### AIM
Rewrite the listing below as a numbered list with no blank lines, and leave the pictures out.

### SUPPLIED RECORDS
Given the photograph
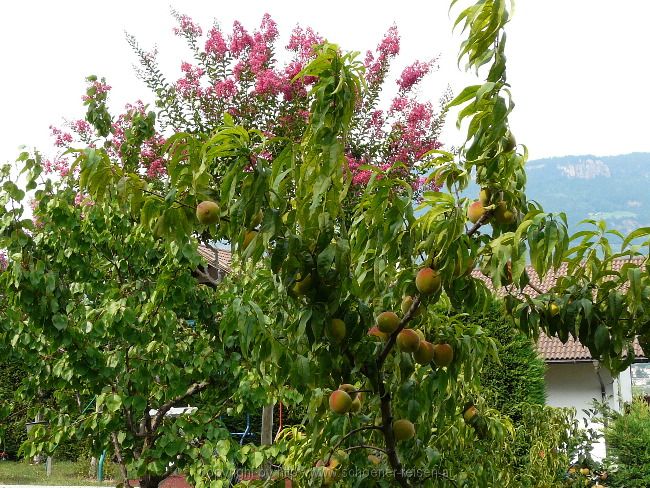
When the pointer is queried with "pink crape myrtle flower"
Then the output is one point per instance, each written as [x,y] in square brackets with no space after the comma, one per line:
[216,45]
[268,83]
[302,42]
[62,139]
[99,89]
[81,199]
[413,74]
[240,39]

### ANSWER BELOW
1. Given the photograph
2. When the pointer is queried with "pink crape myrtle flower"
3. Then the output is one point per instance, each written as [x,y] in square brackets with no space after the comma, one per line:
4. [216,45]
5. [268,83]
6. [302,42]
7. [62,139]
8. [99,89]
9. [81,199]
10. [413,74]
11. [240,39]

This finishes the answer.